SOURCE EXTRACT:
The Confédération Interalliée des Sous-Officiers de Réserve (CISOR), until 2013 also known as Association Européenne des Sous-Officiers de Réserve (AESOR), is the parent organisation of the national European NCO Reserve Corps within the NATO and also international. Currently CISOR consists 14 countries under the presidential lead of Germany. This non-profit organisation was founded 1 June 1963.

History 

Already before WWII existed various connections between the reserve officer corps of Belgium, France and the Netherlands, which started working together again in 1946, after the war. Those connections led to the first Congress event and the formal establishment of the „Interallied Confederation of Reserve Officers" (CIOR) 20 November 1948 in Brussels. Step-by-step the countries of Luxembourg (1952), Denmark (1956), Greece (1956), United States (1958), Italy (1960), Germany (1961), Great Britain (1963), Canada (1964), Norway (1966) and Spain (1992) also joined in.

CISOR was founded as Association Européenne des Sous-Officiers de Réserve (AESOR). That happened at the French Navy base of Toulon on 1 June 1963 and was following an initiative of the Fédération Nationale des Associations des Sous-Officiers de Réserve (FNASOR). The ratification of the different charters was made by the representatives of the NCO corpsmen of Belgium, Luxembourg, The Federal Republik of Germany, Switzerland and France.

Directives 

The current statute establishes that, together with civil and military authorities, European and national, CISOR contributes to the creation of a European defense system to safeguard freedom in Europe. These are the purposes:

a)  To participate to the creation of an international common Reservists Statute, for all EU and non EU countries.

OBJECTIVE 1:
Collect every line of the records that contains the word "stone".

Stored items:
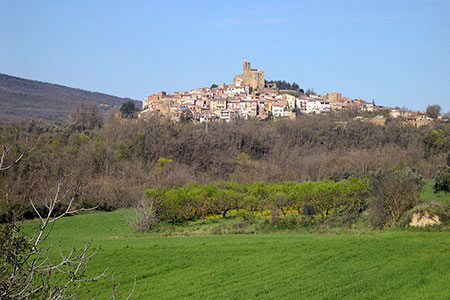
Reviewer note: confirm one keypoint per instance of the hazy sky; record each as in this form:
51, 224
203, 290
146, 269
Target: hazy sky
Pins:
395, 52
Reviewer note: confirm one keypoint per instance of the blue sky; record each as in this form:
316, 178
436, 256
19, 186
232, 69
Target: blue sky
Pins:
395, 52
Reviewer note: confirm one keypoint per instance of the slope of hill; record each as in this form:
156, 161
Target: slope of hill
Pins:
22, 98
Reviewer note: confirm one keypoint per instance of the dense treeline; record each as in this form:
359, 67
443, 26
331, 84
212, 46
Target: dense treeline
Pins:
194, 201
116, 162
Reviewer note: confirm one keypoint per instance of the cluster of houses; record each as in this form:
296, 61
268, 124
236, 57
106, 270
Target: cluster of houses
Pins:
249, 96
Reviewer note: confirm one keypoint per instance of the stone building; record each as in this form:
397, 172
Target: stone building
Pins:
252, 77
334, 97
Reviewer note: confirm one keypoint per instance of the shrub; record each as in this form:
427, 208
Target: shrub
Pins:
143, 217
442, 180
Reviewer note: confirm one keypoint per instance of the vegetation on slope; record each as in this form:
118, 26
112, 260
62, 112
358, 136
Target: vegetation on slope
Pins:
23, 99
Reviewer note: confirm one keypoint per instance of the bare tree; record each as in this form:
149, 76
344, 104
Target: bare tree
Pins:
26, 267
6, 163
86, 115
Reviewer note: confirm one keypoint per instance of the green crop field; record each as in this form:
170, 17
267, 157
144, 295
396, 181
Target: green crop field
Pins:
376, 265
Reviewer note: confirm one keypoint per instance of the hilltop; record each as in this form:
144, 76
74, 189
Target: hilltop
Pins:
23, 98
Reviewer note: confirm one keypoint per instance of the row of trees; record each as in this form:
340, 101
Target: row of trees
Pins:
118, 159
387, 195
194, 201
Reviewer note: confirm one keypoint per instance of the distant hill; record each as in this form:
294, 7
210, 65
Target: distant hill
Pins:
22, 99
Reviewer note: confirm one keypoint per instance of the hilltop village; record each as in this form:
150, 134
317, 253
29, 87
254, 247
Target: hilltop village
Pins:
251, 96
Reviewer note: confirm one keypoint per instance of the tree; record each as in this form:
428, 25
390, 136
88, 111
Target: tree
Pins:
128, 109
29, 270
397, 191
86, 115
433, 111
442, 180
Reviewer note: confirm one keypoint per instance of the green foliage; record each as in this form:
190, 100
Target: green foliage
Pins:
442, 180
193, 201
435, 141
254, 266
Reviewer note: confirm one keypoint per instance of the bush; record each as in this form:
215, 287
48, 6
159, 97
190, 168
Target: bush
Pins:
143, 217
442, 180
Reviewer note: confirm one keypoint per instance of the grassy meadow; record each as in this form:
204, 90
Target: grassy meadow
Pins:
350, 265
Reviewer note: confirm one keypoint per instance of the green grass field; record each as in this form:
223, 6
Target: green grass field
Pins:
377, 265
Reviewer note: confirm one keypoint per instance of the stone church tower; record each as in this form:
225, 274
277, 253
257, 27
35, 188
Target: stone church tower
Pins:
252, 77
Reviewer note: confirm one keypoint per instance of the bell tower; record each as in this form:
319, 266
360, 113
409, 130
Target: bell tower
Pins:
246, 66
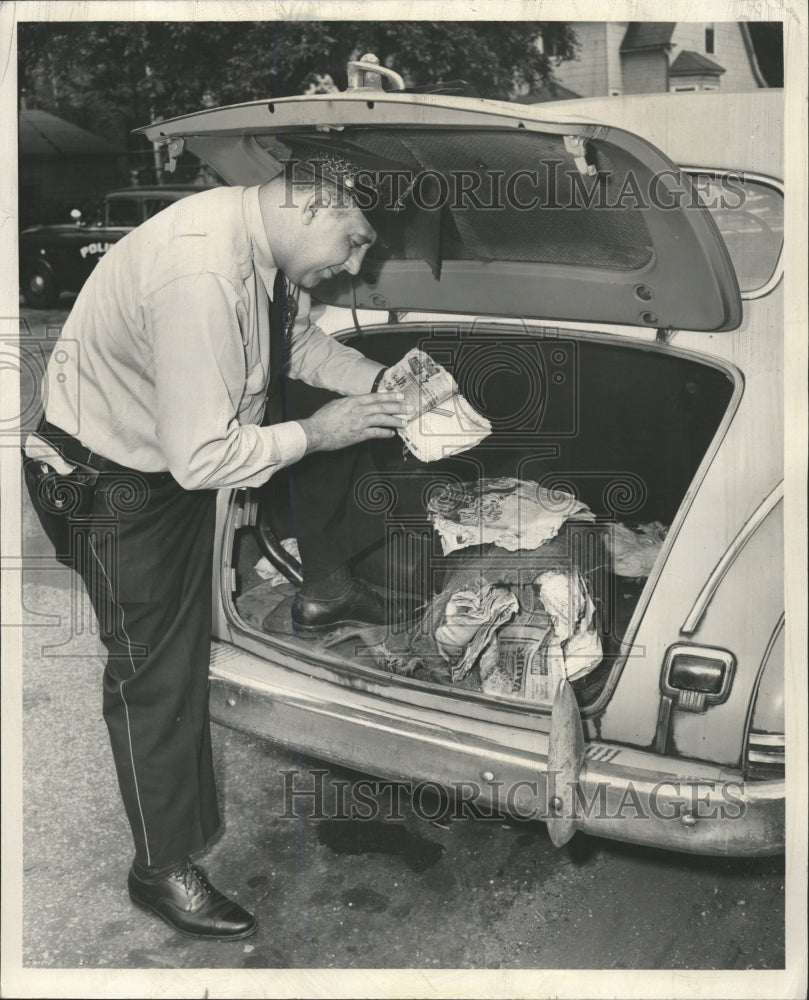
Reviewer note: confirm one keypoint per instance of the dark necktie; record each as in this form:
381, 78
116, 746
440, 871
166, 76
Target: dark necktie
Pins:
282, 315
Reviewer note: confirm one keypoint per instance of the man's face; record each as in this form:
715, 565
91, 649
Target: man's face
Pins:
334, 239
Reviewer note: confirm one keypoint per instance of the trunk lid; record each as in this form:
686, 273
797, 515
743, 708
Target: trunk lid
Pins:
491, 208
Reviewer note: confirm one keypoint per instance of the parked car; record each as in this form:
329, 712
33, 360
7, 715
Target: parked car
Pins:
627, 350
59, 258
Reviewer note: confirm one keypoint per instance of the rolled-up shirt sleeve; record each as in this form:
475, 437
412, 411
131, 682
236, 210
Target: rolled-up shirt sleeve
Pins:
320, 360
194, 324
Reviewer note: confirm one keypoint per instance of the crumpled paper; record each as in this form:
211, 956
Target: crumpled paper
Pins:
511, 513
471, 619
265, 569
634, 552
574, 645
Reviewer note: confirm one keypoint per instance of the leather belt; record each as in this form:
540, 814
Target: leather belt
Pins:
72, 450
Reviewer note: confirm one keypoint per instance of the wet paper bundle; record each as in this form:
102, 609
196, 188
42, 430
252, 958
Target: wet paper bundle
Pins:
443, 423
509, 625
511, 513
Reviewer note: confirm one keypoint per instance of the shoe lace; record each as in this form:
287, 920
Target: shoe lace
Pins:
194, 880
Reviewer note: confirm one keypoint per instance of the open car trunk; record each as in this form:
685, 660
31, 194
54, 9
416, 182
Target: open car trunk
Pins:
620, 424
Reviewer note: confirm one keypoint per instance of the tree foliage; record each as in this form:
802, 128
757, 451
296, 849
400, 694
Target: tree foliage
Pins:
111, 77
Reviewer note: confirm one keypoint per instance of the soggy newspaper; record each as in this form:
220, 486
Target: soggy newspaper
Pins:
443, 423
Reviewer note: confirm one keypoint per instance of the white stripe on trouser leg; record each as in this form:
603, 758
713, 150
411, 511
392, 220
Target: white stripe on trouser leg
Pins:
123, 699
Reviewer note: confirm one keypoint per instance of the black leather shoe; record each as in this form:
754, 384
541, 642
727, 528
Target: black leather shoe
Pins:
187, 901
358, 605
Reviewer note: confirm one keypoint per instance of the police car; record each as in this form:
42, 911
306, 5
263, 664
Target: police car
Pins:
59, 258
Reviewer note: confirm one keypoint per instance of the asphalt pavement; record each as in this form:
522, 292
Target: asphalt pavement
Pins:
397, 893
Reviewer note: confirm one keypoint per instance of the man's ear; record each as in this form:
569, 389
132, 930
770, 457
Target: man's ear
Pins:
317, 201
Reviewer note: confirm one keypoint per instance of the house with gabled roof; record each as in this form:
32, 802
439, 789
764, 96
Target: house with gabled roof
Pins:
642, 57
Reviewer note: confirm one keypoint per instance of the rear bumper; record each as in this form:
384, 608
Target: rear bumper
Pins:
622, 794
715, 816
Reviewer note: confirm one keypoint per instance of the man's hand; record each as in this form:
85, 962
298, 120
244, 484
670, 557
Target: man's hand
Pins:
346, 421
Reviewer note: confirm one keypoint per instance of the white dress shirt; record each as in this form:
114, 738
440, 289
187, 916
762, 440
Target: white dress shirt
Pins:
169, 349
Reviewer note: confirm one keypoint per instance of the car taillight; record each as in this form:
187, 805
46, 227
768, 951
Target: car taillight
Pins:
695, 677
766, 755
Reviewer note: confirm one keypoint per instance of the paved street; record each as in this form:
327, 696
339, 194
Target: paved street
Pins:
399, 893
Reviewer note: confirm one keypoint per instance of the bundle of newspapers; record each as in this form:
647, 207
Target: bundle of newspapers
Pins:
443, 422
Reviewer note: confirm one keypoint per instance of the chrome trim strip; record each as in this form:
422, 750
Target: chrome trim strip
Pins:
768, 740
691, 623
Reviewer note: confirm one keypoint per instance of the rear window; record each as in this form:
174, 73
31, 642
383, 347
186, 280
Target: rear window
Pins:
509, 178
750, 216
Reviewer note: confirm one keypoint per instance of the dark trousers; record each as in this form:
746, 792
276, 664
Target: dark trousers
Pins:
144, 548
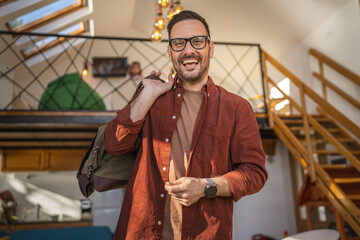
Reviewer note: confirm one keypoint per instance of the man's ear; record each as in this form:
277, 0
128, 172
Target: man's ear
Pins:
211, 45
169, 53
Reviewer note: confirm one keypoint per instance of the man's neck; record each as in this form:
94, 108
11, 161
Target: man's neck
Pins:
194, 86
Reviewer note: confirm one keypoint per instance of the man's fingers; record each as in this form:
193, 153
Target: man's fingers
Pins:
175, 188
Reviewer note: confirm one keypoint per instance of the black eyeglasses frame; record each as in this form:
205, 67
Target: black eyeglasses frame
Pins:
207, 39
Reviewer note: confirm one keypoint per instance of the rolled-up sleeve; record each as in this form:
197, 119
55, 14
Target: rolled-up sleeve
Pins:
246, 154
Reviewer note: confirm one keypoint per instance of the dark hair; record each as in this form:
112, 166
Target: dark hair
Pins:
186, 15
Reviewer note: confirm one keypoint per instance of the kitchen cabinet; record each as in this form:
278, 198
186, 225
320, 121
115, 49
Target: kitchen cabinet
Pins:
16, 160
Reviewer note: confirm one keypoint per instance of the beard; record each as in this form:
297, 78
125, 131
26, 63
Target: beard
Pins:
194, 75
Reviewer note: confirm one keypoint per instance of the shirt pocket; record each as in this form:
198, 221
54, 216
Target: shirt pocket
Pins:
213, 147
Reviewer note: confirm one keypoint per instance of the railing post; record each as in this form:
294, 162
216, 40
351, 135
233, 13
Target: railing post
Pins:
307, 133
267, 90
323, 83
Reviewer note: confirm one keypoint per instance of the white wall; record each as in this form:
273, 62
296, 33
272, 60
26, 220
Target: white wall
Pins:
338, 37
271, 211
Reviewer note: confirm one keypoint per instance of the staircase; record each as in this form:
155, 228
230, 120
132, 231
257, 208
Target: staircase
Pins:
326, 143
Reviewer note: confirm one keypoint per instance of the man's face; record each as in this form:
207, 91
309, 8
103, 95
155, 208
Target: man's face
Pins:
191, 65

OBJECTIVE 2:
According to the text on CISOR, where and on what date was AESOR founded?

WRITTEN RESPONSE 1:
Reviewer note: confirm one keypoint per instance of the stone building; record each as in this form:
Target: stone building
Reviewer note: confirm one keypoint per instance of the stone church tower; record each as in this form:
Target: stone church tower

WRITTEN RESPONSE 2:
At the French Navy base of Toulon on 1 June 1963.